→ **EXERCISE OBJECTIVE**: Restate the whole listing word for word. Pictures are left out.

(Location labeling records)
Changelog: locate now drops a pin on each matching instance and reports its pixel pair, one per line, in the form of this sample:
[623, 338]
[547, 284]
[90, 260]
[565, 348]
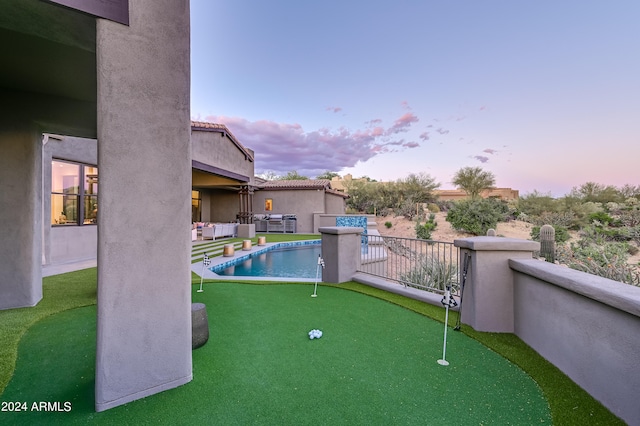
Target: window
[74, 193]
[195, 206]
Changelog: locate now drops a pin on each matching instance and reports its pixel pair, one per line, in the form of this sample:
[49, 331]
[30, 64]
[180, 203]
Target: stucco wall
[215, 149]
[588, 326]
[223, 207]
[143, 343]
[334, 204]
[303, 203]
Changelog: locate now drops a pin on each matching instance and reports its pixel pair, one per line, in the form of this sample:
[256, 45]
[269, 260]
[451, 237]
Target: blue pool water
[290, 262]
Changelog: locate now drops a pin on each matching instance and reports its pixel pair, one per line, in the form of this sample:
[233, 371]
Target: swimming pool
[284, 260]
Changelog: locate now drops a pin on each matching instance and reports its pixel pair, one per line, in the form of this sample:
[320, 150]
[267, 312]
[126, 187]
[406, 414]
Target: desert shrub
[565, 219]
[433, 208]
[431, 272]
[608, 260]
[476, 216]
[630, 218]
[600, 217]
[424, 231]
[562, 234]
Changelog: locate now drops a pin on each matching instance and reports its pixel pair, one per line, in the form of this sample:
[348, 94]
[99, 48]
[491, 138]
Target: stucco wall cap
[339, 230]
[497, 244]
[613, 293]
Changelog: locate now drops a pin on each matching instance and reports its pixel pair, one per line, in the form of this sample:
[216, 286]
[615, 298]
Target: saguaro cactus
[548, 243]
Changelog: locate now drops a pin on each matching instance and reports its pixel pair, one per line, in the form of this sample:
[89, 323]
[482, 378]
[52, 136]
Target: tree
[474, 180]
[477, 215]
[293, 175]
[327, 175]
[597, 193]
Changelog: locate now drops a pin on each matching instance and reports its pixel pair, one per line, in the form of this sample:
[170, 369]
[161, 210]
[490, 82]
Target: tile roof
[323, 184]
[297, 184]
[216, 127]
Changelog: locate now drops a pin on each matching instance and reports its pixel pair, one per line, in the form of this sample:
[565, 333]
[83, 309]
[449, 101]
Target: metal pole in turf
[320, 263]
[448, 302]
[205, 262]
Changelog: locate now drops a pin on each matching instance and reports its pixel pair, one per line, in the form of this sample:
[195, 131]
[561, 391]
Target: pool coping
[242, 255]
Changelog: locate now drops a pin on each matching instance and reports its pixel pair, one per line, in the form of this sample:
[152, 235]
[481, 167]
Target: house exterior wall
[585, 325]
[143, 343]
[218, 150]
[334, 204]
[223, 206]
[301, 202]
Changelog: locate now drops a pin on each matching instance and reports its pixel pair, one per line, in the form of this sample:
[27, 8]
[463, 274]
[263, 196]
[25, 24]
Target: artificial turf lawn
[570, 405]
[375, 363]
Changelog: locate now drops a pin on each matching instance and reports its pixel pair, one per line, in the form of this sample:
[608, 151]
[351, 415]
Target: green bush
[477, 216]
[424, 231]
[600, 217]
[562, 234]
[608, 260]
[431, 272]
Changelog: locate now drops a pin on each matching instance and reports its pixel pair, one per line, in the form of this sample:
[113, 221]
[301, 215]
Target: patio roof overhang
[206, 176]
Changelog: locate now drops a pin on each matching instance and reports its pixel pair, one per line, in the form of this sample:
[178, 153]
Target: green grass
[60, 292]
[569, 404]
[376, 363]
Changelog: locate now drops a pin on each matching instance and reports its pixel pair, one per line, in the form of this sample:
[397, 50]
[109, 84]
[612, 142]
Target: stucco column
[341, 252]
[488, 292]
[144, 244]
[20, 211]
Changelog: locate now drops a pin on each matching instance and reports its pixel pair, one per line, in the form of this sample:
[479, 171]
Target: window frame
[81, 196]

→ **RESULT OF THE TASK**:
Changelog: locate now drops a pin on each matching instance and reports its pixel pair, one per line, in the form of this sample:
[623, 338]
[547, 284]
[90, 260]
[565, 348]
Target: window
[74, 193]
[195, 206]
Changelog: locate now drops a pin on each matching instance and reports its pixel pair, one per line, in the form of this sample:
[49, 331]
[30, 64]
[180, 203]
Target: stucco wall
[215, 149]
[588, 326]
[223, 207]
[143, 343]
[334, 204]
[303, 203]
Changelog: locate now drops a pin on each matching instance and reports its pixel pair, one per line, in the form of this sample:
[256, 45]
[269, 260]
[451, 237]
Target: blue pool water
[290, 262]
Changelog: locate now drops a pin on each matching instance and reports its pixel pair, one per line, in the form of this sample:
[233, 371]
Target: swimming pool
[284, 260]
Changelog: locate now drops a pin on each matching instance and reports its pixel pair, one per line, in the form of this sample:
[320, 150]
[267, 312]
[126, 187]
[406, 414]
Target: desert shrub
[565, 219]
[433, 208]
[431, 272]
[608, 260]
[476, 216]
[630, 218]
[600, 217]
[424, 231]
[562, 234]
Changelog: locate now drops a pin on each matching instance and reports its pixel pair, one per line, in the form of this sample:
[348, 94]
[99, 48]
[491, 138]
Target: stucco wall cap
[339, 230]
[497, 244]
[613, 293]
Changelog: locate now drops a pin on each matching instance and reports its pixel pair, one per line, in the form of this sample:
[216, 286]
[615, 298]
Target: saguaro cactus
[548, 243]
Changelog: locate now drops a pin on each matching instance and reports its pixel pair, one per line, in the form of this sample:
[89, 323]
[482, 378]
[52, 136]
Target: tree
[474, 180]
[477, 215]
[293, 175]
[327, 175]
[597, 193]
Changelog: locate now drops a pin on each matching instance and reports its pixel pair, one per line, in the form of this sample:
[170, 369]
[161, 210]
[490, 82]
Target: tile roof
[323, 184]
[297, 184]
[216, 127]
Changelog: locate now drops a pin on each matching instance and reports its pixel pair, one per line, in the form of this sample:
[565, 333]
[83, 309]
[449, 101]
Target: metal pole in turf
[320, 263]
[448, 302]
[205, 262]
Changelog: locate now drops a pin on each matching instance and reports its pixel pair, one per line, in the form of this sample:
[195, 131]
[561, 391]
Target: pool coping
[242, 255]
Changelog: locate now drops a pin on each matching instance and reports its pixel pair, one per line, in the form of this sample:
[152, 235]
[481, 167]
Target: house exterior wall
[585, 325]
[143, 343]
[218, 150]
[334, 204]
[223, 206]
[301, 202]
Changelog: locate now drops a pin on each matching instance and reports its pixel pair, one per line, in the form of this sample:
[27, 8]
[463, 274]
[263, 196]
[25, 24]
Target: artificial turf lawn
[570, 405]
[375, 363]
Changelog: locate now drops a pin on each matching instance and reports its pixel pair, one per line, in the form of this sample:
[608, 151]
[351, 415]
Target: green bush
[477, 216]
[424, 231]
[600, 217]
[562, 234]
[608, 260]
[431, 272]
Changelog: locate now drops a pin on each matching instance and reports its pixel pair, one per line, in the form of this sample:
[113, 221]
[301, 215]
Target: patio roof overhang
[206, 176]
Changelog: locate now drops a pin on each matching instance and reports its pixel pair, one per line, in the form of this sample:
[178, 153]
Target: green grass
[60, 292]
[569, 404]
[376, 363]
Changelog: locate now drops a pin on each matching instance and reports its pixel pair, one per line, in the form of this sample:
[397, 50]
[109, 84]
[612, 142]
Target: stucco column
[341, 252]
[488, 292]
[144, 244]
[20, 211]
Changelog: locate now drops a pin on each matching instance and reports its pixel pair, one per line, in the form of this sample:
[479, 171]
Target: window frame
[81, 196]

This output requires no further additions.